## Begin GIVEN PASSAGE

From Home, With Love

From Home, With Love

Many seem to be so sick of their homes at the moment. Being stuck in a place for weeks on end will do that to a person. Maybe for some people, the places they live are less homes and more houses, because they spend as little time there as their schedule will allow. But schedules have been emptied now, and many are blinking at the four walls they live in and seeing what is only noticed when the mad rush of life is put on pause. Maybe for others, its not a dislike for their home but an itch to see other places that has them feeling restless and frustrated.

I think I have been more of the latter. I’ve not gotten sick of my home, I love it actually, but I have grown blind to its beauty sometimes. I have gotten sick of not being able to visit other places. I scroll on my phone and see photos of people who live in Oxford and Santorini and Verona, and jealously hops on the couch beside me in less than a blink.

“You’re stuck in an ordinary place, and there are people out there serving their isolation sentence in gorgeous and exotic places.” It says bitterly in a tone that looks at my messy hair and wintery skin condescendingly.

I start to wish I was there, that I was them, and as each day passes my frustration increases despite the fact that there is nothing to be done and there’s nothing really concrete to direct that frustration toward. Quite the dramatic thought spiral really, but there I am.

I forget, again, to look around at where my feet are right now instead of at the highlight real. To notice how wonderful my current situation is. How does this happen? How do I become so blind to what is right in front of me?

I decide on an experiment. Instead of wishing I was traveling around the world, I should try to imagine my home as a destination. If my home was being advertised on AirBnB, what could it say to make me want to stay there? I invent a description to sell it to myself.

It’s a mountain retreat, with a gravel driveway that’s long but not steep. There are two sets of sliding glass doors in the kitchen that let you see soft, green hills and a creek that you can hear trickling quietly if you step closer. It’s foggy in the mornings, and the back porch is the perfect spot to watch it roll away as the sun introduces itself once again. The rocking chairs don’t squeak and rain clings to the screen on grey afternoons. On sunny ones you can slide those doors open and let spring air tumble through the whole house.

It looks lived in, like a large family sits down at the dining table for meals on a regular basis. Some of the chair cushions are missing their ties. There’s a splotch of pancake syrup that hasn’t been scrubbed away from the counter beneath the microwave. A golden retriever has left nose prints on the sliding door that faces the distant cow pasture. The dryer is temporarily broken, so jeans and socks are hanging near the window.

## End GIVEN PASSAGE
## Begin INFORMATION SHOWN

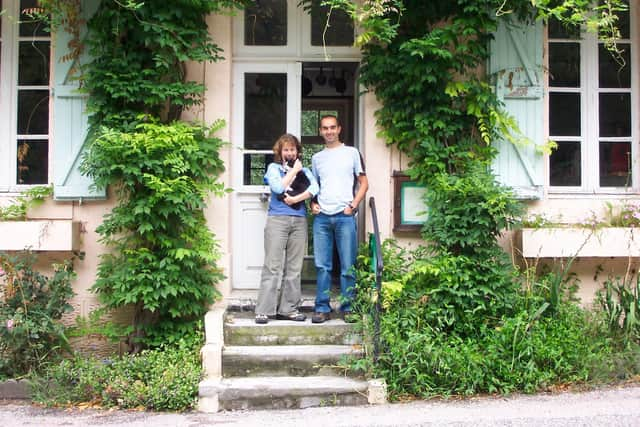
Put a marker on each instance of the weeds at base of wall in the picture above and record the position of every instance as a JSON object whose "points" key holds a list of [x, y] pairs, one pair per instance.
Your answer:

## End INFORMATION SHOWN

→ **WHAT YOU NEED TO DO**:
1. In the essay about imagining one's home as a travel destination, what has the golden retriever left on the sliding door that faces the distant cow pasture?
2. Write the next part of the essay about imagining one's home as a travel destination, starting after its final sentence.

→ **ANSWERS PROVIDED**:
1. Nose prints.

2.
There are thick blankets draped over the backs of the couches and paper flowers in a vase on the table. Several pairs of shoes line the side of the stairs, waiting to be carried up to the right closets. Real plants are growing in vases full of water on either side of the fireplace. They crawl downward with leaves in different shades of yellow and green. There is an entire cabinet above the coffee machine full of mugs in varying sizes, some more clearly used than others, and the drawer below is full of teas.

I would create an entire Pinterest board swooning over a place like this. A home nestled in a little mountain valley. So what would I do if I “travelled” here? Wouldn’t it be all the things that I’m always claiming I will do when I “get more time”?

I’d take my mornings slow and drink my coffee on the porch as the fog rolled away. I’d make fruit smoothies and cinnamon cake and listen to the dishwasher sloshing in the afternoon. I’d follow a sunny spot on the porch (much like a cat does) and sprawl out with my notebooks and pens and the side of my right pinky would get dark with ink as the hours went by. I would wedge myself into the corner of the soft brown couch upstairs that’s shaped like a giant L and watch Some Good News with John Krasinski. Or maybe I’d start a Hunger Games marathon since my sister just finished reading the books for the first time.

I’d listen to one of my favorite authors read aloud his novels on YouTube in the evenings as I put a puzzle together on the wooden table behind the couch. It’s a lot of old VW Beetles. I like it. I’d read and read and read, about magical creatures, about healthy minds and healthy hearts, about wordworkers that can unlock doors by writing the door unlocks on a sheet of paper, about a barber in a small town, and about what it would be like if we acted like we believed every Word that God says is Truth.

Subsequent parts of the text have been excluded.